§ DIRECTION: Locate each line below that contains the string "green" and copy it out. Case counts.

§ INPUT MATERIAL:
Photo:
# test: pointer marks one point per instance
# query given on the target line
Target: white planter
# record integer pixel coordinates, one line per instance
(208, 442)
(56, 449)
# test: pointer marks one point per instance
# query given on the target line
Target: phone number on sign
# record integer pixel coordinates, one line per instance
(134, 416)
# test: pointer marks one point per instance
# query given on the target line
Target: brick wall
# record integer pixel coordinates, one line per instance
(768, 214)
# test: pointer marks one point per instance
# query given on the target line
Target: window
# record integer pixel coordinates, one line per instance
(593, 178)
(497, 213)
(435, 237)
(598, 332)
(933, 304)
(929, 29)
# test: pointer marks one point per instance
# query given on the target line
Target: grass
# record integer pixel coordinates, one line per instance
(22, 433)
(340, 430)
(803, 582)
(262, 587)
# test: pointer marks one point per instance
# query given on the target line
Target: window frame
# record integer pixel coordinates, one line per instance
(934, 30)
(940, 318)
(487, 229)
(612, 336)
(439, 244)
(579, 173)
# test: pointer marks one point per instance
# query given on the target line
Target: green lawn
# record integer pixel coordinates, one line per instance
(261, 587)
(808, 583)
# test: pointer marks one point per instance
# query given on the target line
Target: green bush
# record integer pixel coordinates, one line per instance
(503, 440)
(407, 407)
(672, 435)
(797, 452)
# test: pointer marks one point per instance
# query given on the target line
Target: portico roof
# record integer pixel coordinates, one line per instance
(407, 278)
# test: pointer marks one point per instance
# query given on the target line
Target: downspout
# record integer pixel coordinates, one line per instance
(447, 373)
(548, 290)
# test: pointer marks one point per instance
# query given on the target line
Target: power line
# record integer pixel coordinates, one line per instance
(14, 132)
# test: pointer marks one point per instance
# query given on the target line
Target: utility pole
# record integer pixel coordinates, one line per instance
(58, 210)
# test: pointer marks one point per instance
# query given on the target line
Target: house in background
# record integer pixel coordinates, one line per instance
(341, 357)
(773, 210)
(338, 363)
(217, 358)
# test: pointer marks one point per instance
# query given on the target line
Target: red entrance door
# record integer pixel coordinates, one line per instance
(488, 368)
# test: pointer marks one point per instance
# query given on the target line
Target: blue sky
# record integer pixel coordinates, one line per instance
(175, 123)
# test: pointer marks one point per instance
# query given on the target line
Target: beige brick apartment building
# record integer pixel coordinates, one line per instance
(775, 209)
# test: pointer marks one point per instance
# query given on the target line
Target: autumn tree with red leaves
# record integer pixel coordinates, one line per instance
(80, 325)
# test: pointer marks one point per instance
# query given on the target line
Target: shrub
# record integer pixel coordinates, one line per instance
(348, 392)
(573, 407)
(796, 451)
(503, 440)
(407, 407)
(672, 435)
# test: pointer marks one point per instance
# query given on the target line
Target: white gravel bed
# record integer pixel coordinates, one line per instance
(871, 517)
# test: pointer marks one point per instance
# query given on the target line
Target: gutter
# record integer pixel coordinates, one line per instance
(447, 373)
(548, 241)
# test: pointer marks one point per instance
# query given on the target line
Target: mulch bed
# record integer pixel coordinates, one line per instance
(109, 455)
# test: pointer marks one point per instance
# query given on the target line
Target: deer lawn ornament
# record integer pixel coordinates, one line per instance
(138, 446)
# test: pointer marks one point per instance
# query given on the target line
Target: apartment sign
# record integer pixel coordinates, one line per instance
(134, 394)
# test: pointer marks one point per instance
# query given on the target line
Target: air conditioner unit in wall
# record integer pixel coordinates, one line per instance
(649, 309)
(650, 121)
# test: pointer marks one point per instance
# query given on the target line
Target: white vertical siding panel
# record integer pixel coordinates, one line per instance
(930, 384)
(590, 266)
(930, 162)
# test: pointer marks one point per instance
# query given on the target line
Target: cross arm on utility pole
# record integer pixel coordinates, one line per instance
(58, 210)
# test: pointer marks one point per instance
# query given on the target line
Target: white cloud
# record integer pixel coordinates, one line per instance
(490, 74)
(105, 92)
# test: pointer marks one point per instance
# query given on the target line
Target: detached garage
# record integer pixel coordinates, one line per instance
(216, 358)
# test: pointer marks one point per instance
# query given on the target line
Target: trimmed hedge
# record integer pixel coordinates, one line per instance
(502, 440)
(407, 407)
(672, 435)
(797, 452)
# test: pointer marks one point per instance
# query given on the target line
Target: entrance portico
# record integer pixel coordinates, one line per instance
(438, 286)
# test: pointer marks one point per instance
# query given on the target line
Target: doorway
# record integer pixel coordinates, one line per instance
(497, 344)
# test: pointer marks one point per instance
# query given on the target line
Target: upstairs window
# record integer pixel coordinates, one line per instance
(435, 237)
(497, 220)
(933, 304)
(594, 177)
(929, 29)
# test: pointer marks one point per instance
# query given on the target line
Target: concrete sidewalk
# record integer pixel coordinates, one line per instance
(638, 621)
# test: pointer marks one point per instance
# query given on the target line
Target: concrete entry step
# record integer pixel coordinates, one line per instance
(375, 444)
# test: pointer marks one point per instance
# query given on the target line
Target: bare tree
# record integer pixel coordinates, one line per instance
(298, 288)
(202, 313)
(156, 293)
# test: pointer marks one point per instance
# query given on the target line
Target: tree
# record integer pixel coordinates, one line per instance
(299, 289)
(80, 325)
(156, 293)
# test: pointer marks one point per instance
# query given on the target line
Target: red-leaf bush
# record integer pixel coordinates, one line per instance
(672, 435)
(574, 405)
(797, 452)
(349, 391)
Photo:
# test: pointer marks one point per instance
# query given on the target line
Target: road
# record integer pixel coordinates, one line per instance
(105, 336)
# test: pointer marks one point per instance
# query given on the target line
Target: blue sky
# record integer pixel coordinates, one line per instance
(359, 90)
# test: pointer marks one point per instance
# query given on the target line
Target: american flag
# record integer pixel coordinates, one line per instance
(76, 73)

§ FULL OUTPUT:
Target: green lawn
Target: green bush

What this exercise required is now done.